PROBLEM DESCRIPTION: Give back, word for word, only the lines from the one containing "Pointing guideline: for each instance of the weather" to the end of the listing below.

MATERIAL FOR THIS TASK:
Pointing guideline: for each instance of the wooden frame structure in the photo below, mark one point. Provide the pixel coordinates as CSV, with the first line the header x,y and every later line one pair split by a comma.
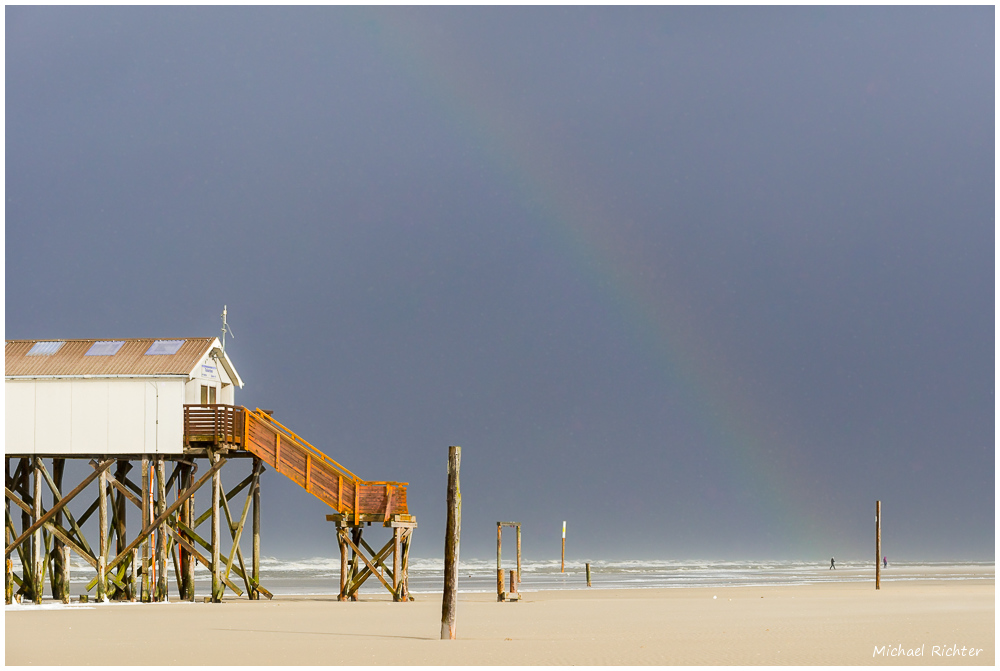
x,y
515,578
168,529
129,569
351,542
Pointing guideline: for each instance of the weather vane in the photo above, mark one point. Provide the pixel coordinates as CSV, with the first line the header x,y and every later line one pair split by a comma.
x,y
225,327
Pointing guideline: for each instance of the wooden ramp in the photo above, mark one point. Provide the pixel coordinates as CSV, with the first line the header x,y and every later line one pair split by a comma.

WRITTEN REPLY:
Pointing guideline: for each instance of the weather vane in the photo above, mark one point. Provide the pixel coordinates as CSV, with the first line the header x,y and every later line one pair split by a comma.
x,y
225,327
Pointing guideline: for each instance of the wooden ramp in the photo above, mark one point. Provide the pixel coordinates as CSV, with the first line the header x,y and every later line one pair split by a comma.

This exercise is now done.